— BEGIN EXCERPT PROVIDED —

Hey everyone,
I have image, and on mouse over it fades in two arrows (on the left and right sides), then on mouseout it fades those arrows out. My problem is that when the user hovers over the arrows, the image considers it a mouseout (since the arrows float above the image), and fades the arrows out, causing an infinate loop of fading in/out until you move the mouse away. What is the best way to prevent the arrows from fading out when the mouse hovers over them? I've tried one method, which you'll see below, but that hasen't been working out...
Here's some code:
$(".arrow").mouseover(function() {
overArrow = 1;
$("#debug_oar").text(1)
})
$(".arrow").mouseout(function() {
overArrow = 0;
$("#debug_oar").text(0)
})
$("#image").mouseout(function() {
$(".arrow").fadeOut(250,function() { $(".arrow").remove();})
})
$("#image").mouseover(function() {
if(overArrow == 0) {
$("#image").after("<div class='arrow' id='lArrow' style='display:none;position:absolute;'>←</div><div class='arrow' id='rArrow' style='display:none;position:absolute;'>→</div>")
// Define variables...
aWidth = $("#lArrow").width();
aHeight = $("#lArrow").height();
height = $("#image").height()
width = $("#image").width()

— END EXCERPT PROVIDED —

GOAL 1: Write out the entries from the line containing "of the wooded" through the end of the entries, replacing "gray cap" with "wool cap" and leaving everything else unchanged.

— BEGIN PROVIDED ENTRIES —

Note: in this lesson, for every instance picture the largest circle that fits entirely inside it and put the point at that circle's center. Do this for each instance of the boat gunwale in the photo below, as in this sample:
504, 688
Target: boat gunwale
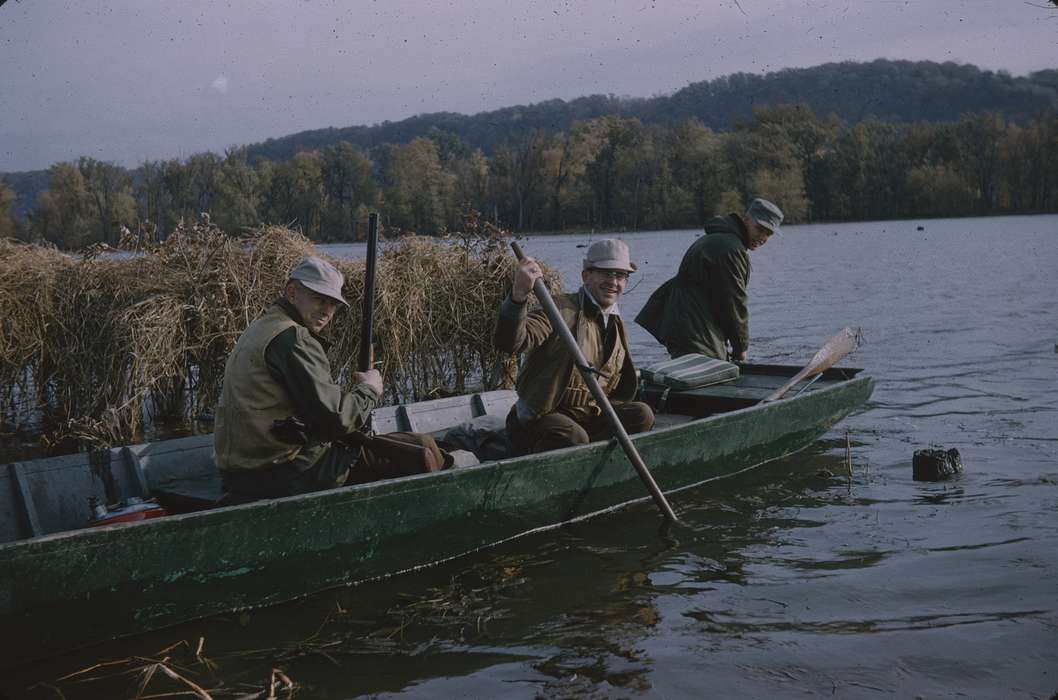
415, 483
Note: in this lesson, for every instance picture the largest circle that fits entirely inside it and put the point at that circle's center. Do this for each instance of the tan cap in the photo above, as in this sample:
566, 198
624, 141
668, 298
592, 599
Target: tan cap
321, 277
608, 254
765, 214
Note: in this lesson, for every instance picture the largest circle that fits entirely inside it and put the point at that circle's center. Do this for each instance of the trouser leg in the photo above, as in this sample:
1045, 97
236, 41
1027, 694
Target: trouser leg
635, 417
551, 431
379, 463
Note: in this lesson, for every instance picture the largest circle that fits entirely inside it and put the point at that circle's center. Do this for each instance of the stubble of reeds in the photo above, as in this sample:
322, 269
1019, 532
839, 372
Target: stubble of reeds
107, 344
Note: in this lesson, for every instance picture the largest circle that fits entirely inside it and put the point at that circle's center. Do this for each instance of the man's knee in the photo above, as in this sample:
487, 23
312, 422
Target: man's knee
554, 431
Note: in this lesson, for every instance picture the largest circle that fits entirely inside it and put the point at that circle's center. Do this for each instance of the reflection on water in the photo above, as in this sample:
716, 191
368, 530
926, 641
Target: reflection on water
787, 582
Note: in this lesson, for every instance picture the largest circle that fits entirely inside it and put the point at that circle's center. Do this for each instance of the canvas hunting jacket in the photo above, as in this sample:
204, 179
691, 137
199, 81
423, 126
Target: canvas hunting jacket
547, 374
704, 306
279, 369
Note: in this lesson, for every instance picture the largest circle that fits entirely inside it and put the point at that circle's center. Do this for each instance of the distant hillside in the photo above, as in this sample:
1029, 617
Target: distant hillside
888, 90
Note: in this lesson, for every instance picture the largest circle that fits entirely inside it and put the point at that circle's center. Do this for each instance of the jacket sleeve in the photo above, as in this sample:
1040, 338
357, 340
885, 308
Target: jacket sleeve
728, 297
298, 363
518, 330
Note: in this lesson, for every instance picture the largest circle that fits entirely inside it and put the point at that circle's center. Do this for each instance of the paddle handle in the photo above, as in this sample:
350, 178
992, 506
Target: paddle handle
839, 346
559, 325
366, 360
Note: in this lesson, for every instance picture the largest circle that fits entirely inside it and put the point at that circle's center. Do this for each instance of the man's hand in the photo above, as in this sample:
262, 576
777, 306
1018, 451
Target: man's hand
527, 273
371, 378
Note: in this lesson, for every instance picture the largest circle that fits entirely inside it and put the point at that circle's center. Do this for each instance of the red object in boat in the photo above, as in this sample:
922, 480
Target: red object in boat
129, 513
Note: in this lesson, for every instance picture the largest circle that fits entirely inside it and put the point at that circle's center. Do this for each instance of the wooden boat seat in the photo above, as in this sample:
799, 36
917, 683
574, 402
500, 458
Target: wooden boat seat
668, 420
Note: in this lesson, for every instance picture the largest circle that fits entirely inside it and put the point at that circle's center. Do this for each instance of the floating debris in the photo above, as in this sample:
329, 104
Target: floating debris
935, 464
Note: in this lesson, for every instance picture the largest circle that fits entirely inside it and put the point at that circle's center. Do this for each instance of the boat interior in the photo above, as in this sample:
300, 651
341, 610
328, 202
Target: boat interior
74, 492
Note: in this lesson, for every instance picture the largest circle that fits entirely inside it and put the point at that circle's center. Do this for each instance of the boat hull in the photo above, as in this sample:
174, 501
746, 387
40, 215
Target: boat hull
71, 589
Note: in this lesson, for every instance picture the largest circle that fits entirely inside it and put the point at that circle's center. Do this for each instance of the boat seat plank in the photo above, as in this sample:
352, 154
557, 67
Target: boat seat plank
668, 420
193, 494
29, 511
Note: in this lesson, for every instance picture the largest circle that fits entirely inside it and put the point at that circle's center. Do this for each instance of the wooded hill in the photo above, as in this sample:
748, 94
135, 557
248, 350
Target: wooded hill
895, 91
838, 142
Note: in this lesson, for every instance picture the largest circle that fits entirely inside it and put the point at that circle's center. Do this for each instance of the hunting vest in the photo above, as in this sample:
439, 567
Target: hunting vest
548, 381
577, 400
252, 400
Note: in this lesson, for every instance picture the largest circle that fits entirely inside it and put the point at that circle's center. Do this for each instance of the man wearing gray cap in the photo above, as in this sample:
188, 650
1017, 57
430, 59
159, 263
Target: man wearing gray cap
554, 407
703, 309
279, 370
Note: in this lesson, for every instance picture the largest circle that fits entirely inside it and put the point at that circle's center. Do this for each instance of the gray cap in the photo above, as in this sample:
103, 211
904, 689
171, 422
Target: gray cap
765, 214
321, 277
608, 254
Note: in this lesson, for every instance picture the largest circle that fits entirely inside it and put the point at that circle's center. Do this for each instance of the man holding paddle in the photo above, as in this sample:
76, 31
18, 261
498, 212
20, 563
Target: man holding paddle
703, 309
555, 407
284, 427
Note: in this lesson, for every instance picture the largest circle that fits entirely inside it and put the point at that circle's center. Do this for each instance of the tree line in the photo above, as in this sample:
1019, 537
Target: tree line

— END PROVIDED ENTRIES —

GOAL 2: In the forum post about fading arrows, on which sides of the image do the two arrows appear?

FULL SOLUTION 1:
Note: in this lesson, for every instance picture the largest circle that fits entirely inside it and put the point at that circle's center. Do this for each instance of the wooded hill in the photo above, as in this sample:
748, 94
135, 557
248, 350
Target: wooded hill
895, 91
838, 142
Note: in this lesson, for every instance picture the largest circle that fits entirely inside it and put the point at that circle's center. Do this for each instance of the hunting vest in the photo above, as in this sample:
439, 567
Target: hunting vest
548, 381
577, 400
252, 400
Note: in this lesson, for every instance picture the largest circle that fits entirely inside it and put the point at that circle's center. Do this for each instance of the man wearing wool cap in the photo above, as in this sample:
188, 650
1017, 57
430, 59
159, 263
Target: man wearing wool cap
554, 407
703, 309
279, 370
Note: in this lesson, for every instance picture the largest circle that fits entirely inside it and put the point at that circle's center. Do this for each instance of the wool cap in the photo above, as in this sample:
103, 211
904, 689
171, 422
Target: wool cap
765, 214
321, 277
608, 254
Note: in this lesson, for every instance picture the largest circle that fits entirely inside it and put the point at that circle's center. Do this for each instance of the man holding paddle in the photo above, as in this sample:
76, 31
18, 261
498, 212
20, 563
Target: man holding paddle
703, 309
555, 407
284, 427
Note: in this lesson, for every instance picture the largest circle that fits entirely inside it and put the point at that circle's center. Do this for each instance of the tree line in the photo above, as in this sample:
1019, 537
Target: tree line

FULL SOLUTION 2: On the left and right sides.